[Point localization data]
-----

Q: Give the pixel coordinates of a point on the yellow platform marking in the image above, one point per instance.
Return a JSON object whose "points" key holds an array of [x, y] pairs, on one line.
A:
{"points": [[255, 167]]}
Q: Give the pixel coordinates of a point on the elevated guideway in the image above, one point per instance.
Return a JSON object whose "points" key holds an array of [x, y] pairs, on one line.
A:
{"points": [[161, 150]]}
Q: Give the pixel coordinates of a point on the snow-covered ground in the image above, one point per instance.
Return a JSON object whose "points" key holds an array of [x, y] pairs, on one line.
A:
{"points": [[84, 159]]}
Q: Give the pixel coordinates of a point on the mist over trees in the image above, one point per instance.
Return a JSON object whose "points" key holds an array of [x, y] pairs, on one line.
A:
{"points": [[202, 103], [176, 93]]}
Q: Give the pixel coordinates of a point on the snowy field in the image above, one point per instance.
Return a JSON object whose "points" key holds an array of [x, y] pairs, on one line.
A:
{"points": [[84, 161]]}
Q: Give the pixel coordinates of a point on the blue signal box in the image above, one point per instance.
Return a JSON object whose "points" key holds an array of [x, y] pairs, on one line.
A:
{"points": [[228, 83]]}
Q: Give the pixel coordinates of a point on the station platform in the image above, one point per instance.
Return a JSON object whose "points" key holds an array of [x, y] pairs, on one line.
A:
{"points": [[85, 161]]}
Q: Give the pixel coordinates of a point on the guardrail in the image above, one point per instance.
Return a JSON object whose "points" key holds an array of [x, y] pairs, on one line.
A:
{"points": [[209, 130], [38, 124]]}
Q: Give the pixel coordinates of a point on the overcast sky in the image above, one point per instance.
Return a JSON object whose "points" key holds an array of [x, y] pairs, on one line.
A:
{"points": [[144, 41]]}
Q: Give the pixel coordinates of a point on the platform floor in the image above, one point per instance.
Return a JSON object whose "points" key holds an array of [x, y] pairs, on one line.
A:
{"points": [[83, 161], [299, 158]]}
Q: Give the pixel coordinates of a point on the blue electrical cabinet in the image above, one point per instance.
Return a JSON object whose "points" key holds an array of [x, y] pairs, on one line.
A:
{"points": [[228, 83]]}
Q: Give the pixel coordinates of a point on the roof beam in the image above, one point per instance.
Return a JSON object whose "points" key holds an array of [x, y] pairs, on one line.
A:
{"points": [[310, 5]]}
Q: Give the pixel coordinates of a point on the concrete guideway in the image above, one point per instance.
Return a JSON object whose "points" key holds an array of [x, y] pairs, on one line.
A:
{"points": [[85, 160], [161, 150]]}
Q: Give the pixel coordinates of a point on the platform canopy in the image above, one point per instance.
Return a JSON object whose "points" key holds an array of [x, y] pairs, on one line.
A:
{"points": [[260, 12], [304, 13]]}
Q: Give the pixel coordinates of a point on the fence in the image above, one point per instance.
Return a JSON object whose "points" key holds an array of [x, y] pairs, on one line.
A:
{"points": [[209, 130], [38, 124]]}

-----

▶ _Task prompt_:
Write out each entry again, word for word.

▶ _Expected answer_:
Q: Give the pixel coordinates of a point on the yellow platform marking in the image above, one point per instance.
Return a JSON object whose "points" key holds an array of [x, y] pairs, on one line.
A:
{"points": [[255, 167]]}
Q: Give the pixel coordinates of a point on the elevated guideway in the image above, one point per instance.
Return a JSON object whose "points" key holds an array of [x, y] pairs, on one line.
A:
{"points": [[161, 150]]}
Q: Give the pixel coordinates of a point on the snow-covered ground in the image above, one point per instance.
Return a JSON object whose "points" key holds an array of [x, y] pairs, on one line.
A:
{"points": [[84, 159]]}
Q: Give the pixel coordinates of a point on the mist over trees in the image above, one point per instance.
Return a JSON object whose "points" key holds an array of [x, y] pairs, on one line.
A:
{"points": [[202, 103], [176, 93]]}
Q: Give the pixel coordinates of a point on the snowy field in the image above, one point per instance.
Return a JSON object whose "points" key holds an array of [x, y] pairs, on one line.
A:
{"points": [[84, 161]]}
Q: Give the pixel coordinates of a point on the blue signal box in the image above, one point per instance.
Return a JSON object whose "points" key holds an array of [x, y] pairs, on one line.
A:
{"points": [[228, 83]]}
Q: Give the pixel coordinates of a point on the station platform in the image above, one point per instance.
Return a JSON object whose "points" key holds an array of [x, y] pairs, on one line.
A:
{"points": [[85, 161]]}
Q: Give the pixel coordinates of a point on the guardrail in the image above, one point per instance.
Return a JSON object whose "points" key holds an array of [x, y] pairs, on one line.
A:
{"points": [[209, 130], [38, 124]]}
Q: Give the pixel coordinates of a point on the overcast sky in the image above, one point per instance.
Return a JSON object whose "points" key holds an array of [x, y] pairs, on one line.
A:
{"points": [[144, 41]]}
Q: Give the pixel coordinates of a point on the platform floor in the image above, one point per instance.
Return a JSON object whose "points" key holds an array of [x, y] pairs, on one line.
A:
{"points": [[83, 161], [299, 158]]}
Q: Give the pixel coordinates of a point on the blue electrical cabinet in the image above, one point per instance.
Return a JSON object whose "points" key holds an array of [x, y] pairs, on one line.
A:
{"points": [[228, 83]]}
Q: Give the pixel coordinates of a point on the roof beam in the image above, one point per instance.
Return a JSON object whose "points" key holds an array of [x, y] pairs, on one line.
A:
{"points": [[310, 5]]}
Q: Give the pixel coordinates of a point on the concrete guideway in the image above, one point per instance.
Return a JSON object whose "points" key holds an array of [x, y] pairs, on one line.
A:
{"points": [[85, 160], [161, 150]]}
Q: Give the pixel coordinates of a point on the platform canopy in the image above, one point per instance.
Return a JSON object whose "points" key holds an array of [x, y] pairs, on one line.
A:
{"points": [[260, 12], [304, 13]]}
Q: Give the pixel coordinates of a point on the fence in the image above, one point per instance.
Return a JSON object whose "points" key holds an array of [x, y] pairs, on one line.
A:
{"points": [[209, 130], [38, 124]]}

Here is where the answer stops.